■ **Task description**: Output the entries word for word. Omit images.

····················

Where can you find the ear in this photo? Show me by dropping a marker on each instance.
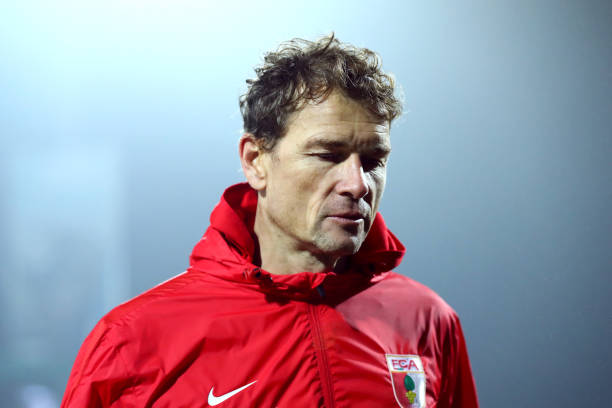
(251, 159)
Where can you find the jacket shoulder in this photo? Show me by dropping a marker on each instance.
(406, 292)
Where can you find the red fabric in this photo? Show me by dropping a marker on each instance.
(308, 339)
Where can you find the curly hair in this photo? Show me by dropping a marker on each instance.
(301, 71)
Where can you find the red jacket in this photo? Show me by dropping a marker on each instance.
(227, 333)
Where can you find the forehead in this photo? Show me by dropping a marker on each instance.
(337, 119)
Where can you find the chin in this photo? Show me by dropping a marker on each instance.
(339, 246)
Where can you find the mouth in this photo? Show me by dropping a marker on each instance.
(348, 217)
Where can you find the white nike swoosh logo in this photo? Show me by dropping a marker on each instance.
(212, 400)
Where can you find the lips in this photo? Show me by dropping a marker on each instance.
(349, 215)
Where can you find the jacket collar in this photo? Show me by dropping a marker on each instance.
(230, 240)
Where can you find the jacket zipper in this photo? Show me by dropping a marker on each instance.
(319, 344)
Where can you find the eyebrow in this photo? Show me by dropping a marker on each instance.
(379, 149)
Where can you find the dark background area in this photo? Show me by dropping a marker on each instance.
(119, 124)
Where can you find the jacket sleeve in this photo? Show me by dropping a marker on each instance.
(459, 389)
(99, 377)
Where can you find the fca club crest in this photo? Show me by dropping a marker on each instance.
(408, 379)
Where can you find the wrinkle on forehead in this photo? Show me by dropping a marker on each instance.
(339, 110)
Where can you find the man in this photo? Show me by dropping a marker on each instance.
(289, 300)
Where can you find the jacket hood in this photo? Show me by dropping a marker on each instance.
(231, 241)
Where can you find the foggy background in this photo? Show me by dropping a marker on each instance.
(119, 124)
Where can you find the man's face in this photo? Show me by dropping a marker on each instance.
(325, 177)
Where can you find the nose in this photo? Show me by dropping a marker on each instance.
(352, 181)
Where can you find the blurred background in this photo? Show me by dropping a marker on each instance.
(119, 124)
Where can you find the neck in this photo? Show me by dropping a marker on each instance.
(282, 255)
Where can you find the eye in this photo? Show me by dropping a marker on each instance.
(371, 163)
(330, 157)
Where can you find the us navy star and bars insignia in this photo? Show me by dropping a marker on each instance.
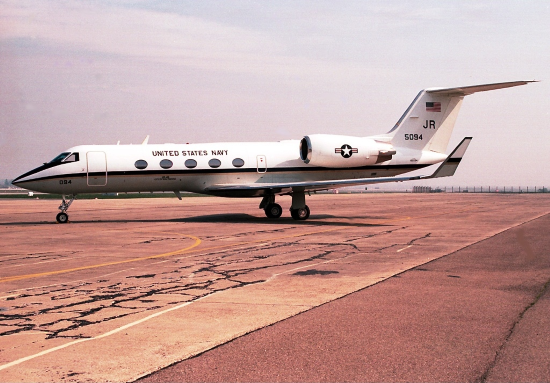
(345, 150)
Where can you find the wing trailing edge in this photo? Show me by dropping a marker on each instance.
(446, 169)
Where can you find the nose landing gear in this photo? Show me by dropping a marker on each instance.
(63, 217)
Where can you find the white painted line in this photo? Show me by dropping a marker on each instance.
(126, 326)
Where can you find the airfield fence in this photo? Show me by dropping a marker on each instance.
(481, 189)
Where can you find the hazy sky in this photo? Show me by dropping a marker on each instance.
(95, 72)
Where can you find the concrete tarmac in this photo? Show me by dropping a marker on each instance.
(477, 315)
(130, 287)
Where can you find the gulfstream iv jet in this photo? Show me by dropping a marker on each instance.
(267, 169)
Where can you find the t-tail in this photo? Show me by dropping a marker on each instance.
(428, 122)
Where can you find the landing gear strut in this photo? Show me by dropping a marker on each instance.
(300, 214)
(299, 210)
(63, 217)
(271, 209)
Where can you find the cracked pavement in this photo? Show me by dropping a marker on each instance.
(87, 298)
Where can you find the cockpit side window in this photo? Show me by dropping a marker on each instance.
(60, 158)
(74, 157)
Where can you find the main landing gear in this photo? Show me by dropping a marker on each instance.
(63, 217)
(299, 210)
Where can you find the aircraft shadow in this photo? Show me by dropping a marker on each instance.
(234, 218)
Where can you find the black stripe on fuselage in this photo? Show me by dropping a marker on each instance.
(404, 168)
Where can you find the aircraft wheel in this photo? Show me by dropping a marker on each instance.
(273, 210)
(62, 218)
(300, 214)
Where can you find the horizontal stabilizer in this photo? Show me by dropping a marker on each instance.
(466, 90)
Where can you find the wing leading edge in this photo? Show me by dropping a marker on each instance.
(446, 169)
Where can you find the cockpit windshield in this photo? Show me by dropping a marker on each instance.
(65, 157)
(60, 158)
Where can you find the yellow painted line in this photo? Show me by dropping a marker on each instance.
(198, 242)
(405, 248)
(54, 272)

····················

■ **Your response**:
Where can you find the ear in this photo? Show me by dropping a marker on each instance.
(251, 159)
Where can you find the jacket shoulder in this photo? Show me by dropping a marker on each instance.
(406, 292)
Where can you find the red fabric in this photo? Show me by dropping a marker on each instance.
(308, 339)
Where can you find the curly hair in this photo? Show me by dropping a marker on each instance.
(301, 71)
Where can you find the red jacket in this photo? Show me by dropping a marker on each instance.
(227, 333)
Where can you find the forehead in this photo? Show me by dropping a marker on each instance.
(337, 119)
Where can you find the chin in this photo? Show me by dropping a marker on each instance.
(339, 246)
Where can you find the mouth in this photo? Show me by dropping a marker on each instance.
(348, 217)
Where can you find the white nike swoosh logo in this photo? Show me by dropping a marker on each instance.
(212, 400)
Where can you find the lips in this photo? Show me by dropping a marker on each instance.
(349, 215)
Where can you find the jacket collar in this photo? Show me by dropping a marker on each instance.
(230, 240)
Where can you find the jacket zipper in this photo? Show me by dropping a marker on each instance.
(319, 344)
Where can you find the eyebrow in this photo? Show me by dropping a marker on each instance.
(379, 149)
Where can you find the dark background area in this photo? Show me by dropping a marker on each instance.
(119, 124)
Where can you find the jacket sleeve in this photo? Show me by dropping a marker on each instance.
(459, 389)
(99, 377)
Where can you find the fca club crest in this photo? Show me by dropping a marker on each instance.
(408, 379)
Where can you find the wrinkle on forehead in this photo? Show me by dropping a marker on each instance.
(339, 110)
Where can you find the man in this photo? Show me by dropping a marker on each instance.
(289, 300)
Where can you find the jacket hood in this photo? Show me by dropping a marker on each instance.
(231, 241)
Where can you find the foggy background in this photo? Show me by dropping a marker on each instance.
(119, 124)
Where can you find the man's face in this photo? Show me by dropping a marker on each instance.
(325, 177)
Where can you find the nose in this photo? Show me by dropping a marker on each instance.
(352, 181)
Where can you find the blurred background in this photo? Show me by dropping a marker on each instance.
(119, 124)
Where can you find the neck in this photo? Show me by dropping a marker on each instance.
(282, 255)
Where can you find the eye in this photo? Show me by dropping a marker on each instance.
(371, 163)
(330, 157)
Where can you find the us navy star and bars insignia in this photo? Show me by dropping a marker on each instance.
(345, 150)
Where can you find the wing trailing edge in this photo? Show me by dropping a marker on each instance.
(446, 169)
Where can you find the nose landing gear in this photo? Show me by dropping a marker on each instance.
(63, 217)
Where can you find the white painted line in this photo? Show me by dropping a marker on each instance.
(126, 326)
Where can you find the airfield fence in this photo? Show me by dropping a marker on each instance.
(481, 189)
Where can you find the hazy sky in this photo? Show me by dropping a marker on each instance.
(95, 72)
Where can you find the concrete tarmac in this photo? Show me by dropping a marker on each instance.
(477, 315)
(130, 287)
Where can you find the gulfstream iv jet in this photo? Show me by dropping a marker on each instance.
(267, 169)
Where can you find the t-tail in this photo? Show me by dropping a marker on each instance.
(428, 122)
Where can you find the landing gear strut in this photo? Show me by dropping a marker on each instance.
(300, 214)
(299, 210)
(63, 217)
(271, 209)
Where can you find the cracked pavement in this photo? Show me by dropping a marker on each instance.
(87, 298)
Where can you find the cockpit side window in this photo? Show me by dropping a marker on each instance.
(60, 158)
(74, 157)
Where can you find the main landing gear in this photo? Show me by dropping a marker on each instance.
(63, 217)
(299, 210)
Where can you find the aircraft shadow in this photo? Show me by dropping a marker on each instance.
(234, 218)
Where can you find the black stripe on fuselage in this photo? Show me by dropping a marker on each instance.
(404, 168)
Where can you find the aircraft wheel in this photo? Show me by dropping a marker on each instance.
(273, 210)
(62, 218)
(300, 214)
Where can you find the horizontal stabilizer in this photo? Show me by dropping a marker on each instance.
(466, 90)
Where can you find the wing leading edge in this photo? Show me by dropping a marker on each instance.
(446, 169)
Where can you find the cockpit windshield in this photo? Show me by dropping a marker on each instance.
(65, 157)
(60, 158)
Where can you find the yellow painted line in this photo? Show me by dropping a marker on each instance.
(198, 242)
(405, 248)
(54, 272)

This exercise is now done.